Reproduce verbatim the lines of the material below, from the line containing "136, row 380." up to and including the line containing "column 46, row 302".

[Records from a data source]
▬▬▬▬▬▬

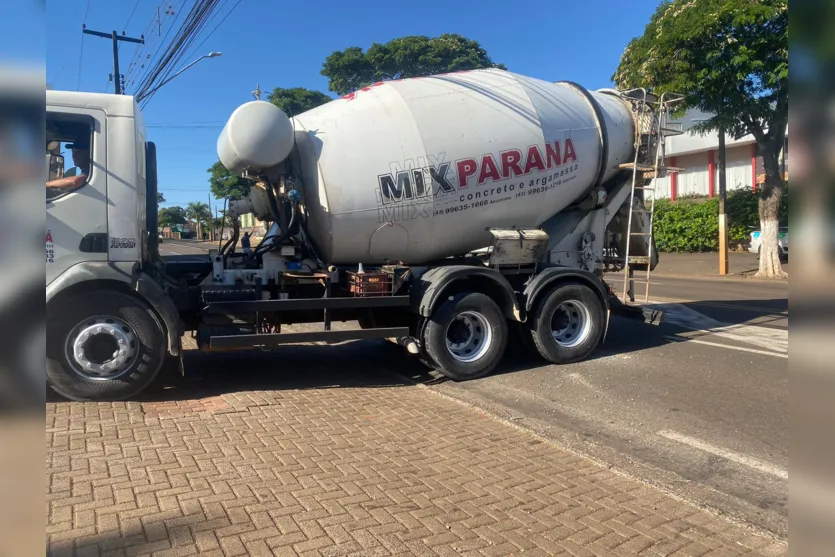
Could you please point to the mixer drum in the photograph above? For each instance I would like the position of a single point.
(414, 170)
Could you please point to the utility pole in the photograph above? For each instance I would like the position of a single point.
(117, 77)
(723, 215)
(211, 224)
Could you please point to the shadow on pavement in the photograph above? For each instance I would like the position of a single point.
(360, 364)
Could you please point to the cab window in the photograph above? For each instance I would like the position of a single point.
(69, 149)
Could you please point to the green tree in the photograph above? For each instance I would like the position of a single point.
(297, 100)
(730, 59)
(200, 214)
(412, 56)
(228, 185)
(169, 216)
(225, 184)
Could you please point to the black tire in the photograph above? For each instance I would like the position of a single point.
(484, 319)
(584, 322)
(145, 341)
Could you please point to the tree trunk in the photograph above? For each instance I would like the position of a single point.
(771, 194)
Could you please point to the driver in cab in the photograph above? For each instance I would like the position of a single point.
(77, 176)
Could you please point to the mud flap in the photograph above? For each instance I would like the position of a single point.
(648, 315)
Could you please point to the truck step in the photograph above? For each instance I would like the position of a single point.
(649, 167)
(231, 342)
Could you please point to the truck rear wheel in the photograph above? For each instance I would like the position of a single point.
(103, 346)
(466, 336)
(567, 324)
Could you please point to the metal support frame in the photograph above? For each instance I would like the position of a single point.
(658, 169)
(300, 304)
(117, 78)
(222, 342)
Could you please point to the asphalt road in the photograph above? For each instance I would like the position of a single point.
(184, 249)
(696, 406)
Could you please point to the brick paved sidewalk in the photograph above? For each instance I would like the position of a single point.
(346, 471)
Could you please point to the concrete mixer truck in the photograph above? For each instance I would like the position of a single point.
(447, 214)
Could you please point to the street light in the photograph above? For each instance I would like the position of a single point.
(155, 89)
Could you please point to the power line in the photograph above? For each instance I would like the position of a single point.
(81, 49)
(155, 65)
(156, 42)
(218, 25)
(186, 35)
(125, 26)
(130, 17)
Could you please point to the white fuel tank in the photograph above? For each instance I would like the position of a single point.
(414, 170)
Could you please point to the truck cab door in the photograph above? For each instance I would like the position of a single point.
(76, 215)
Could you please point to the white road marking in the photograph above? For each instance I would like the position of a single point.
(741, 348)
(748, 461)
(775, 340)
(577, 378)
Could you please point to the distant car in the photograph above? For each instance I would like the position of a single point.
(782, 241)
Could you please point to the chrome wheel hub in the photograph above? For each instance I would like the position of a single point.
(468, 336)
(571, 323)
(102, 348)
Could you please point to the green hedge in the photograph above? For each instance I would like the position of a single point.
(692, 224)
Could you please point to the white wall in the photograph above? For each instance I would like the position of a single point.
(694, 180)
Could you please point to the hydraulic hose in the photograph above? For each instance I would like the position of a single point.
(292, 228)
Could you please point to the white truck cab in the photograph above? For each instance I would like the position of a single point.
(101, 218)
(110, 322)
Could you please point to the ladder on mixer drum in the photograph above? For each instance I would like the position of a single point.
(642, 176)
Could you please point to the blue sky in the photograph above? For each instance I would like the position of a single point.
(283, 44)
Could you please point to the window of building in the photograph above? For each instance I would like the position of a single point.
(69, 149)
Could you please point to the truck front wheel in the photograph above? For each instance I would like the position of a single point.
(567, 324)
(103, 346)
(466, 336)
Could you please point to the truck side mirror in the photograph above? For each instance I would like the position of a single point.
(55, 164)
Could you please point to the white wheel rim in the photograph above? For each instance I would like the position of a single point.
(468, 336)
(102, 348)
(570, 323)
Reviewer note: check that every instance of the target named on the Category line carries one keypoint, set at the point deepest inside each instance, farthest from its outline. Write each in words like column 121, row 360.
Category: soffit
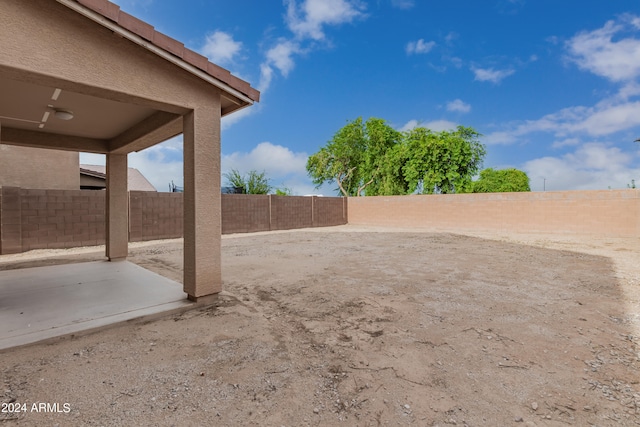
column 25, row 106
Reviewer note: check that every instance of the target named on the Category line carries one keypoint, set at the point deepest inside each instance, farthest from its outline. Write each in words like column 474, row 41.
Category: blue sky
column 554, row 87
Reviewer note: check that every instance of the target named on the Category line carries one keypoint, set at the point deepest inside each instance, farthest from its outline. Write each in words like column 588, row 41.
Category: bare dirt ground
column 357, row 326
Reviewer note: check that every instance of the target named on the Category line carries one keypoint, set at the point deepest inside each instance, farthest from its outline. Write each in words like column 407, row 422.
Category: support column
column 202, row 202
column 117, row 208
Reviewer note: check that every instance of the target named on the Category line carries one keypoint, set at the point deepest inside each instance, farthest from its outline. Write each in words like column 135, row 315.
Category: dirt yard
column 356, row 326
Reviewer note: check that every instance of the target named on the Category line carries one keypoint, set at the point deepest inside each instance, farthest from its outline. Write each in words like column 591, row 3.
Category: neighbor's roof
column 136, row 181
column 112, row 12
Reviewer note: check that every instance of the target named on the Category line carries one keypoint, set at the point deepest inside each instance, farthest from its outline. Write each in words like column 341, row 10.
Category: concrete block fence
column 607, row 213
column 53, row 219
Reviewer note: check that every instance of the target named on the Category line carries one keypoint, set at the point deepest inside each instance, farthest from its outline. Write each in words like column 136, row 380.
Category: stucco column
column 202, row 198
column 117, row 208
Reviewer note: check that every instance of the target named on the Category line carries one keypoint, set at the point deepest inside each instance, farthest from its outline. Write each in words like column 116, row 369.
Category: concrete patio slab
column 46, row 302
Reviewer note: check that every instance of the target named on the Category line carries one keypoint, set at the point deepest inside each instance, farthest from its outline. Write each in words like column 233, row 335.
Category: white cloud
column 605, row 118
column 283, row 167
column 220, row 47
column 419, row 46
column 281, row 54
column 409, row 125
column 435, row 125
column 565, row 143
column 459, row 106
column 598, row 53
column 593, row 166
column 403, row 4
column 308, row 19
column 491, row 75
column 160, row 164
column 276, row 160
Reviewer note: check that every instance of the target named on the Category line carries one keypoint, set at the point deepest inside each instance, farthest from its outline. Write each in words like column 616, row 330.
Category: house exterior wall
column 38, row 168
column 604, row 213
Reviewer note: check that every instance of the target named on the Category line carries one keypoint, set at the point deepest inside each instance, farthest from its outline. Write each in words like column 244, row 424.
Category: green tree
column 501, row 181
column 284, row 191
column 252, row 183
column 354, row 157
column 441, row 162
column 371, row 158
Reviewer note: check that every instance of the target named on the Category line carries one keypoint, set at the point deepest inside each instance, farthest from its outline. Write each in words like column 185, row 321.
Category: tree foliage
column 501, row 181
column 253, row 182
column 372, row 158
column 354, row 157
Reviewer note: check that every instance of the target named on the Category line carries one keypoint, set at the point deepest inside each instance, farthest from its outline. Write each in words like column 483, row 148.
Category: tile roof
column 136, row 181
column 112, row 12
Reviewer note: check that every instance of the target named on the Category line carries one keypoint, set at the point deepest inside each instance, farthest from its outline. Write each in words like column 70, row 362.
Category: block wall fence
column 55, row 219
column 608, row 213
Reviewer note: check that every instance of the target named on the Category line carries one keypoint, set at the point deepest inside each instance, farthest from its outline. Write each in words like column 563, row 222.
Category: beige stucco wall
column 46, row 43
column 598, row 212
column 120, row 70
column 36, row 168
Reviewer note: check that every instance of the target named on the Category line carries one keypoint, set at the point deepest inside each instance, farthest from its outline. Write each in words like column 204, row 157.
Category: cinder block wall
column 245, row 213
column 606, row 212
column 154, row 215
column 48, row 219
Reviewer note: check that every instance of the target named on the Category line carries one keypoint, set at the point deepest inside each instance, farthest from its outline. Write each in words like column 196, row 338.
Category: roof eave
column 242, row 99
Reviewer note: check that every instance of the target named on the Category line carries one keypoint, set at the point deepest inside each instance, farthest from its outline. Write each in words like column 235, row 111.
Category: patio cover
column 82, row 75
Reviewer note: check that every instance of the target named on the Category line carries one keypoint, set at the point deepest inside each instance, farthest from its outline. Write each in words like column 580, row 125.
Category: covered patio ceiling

▬▬▬▬▬▬

▶ _Exercise answer_:
Reviewer note: check that every instance of the target named on the Category line carries one keypoint, set at the point deepest inside each instance, farthest from its outline. Write each in words like column 136, row 380.
Category: stucco column
column 202, row 198
column 117, row 208
Reviewer note: check that every instance of the target named on the Category line carries one keypoint, set at the point deepest inside each instance, farthest from its outline. Write each in words like column 116, row 369.
Category: concrete patio slab
column 46, row 302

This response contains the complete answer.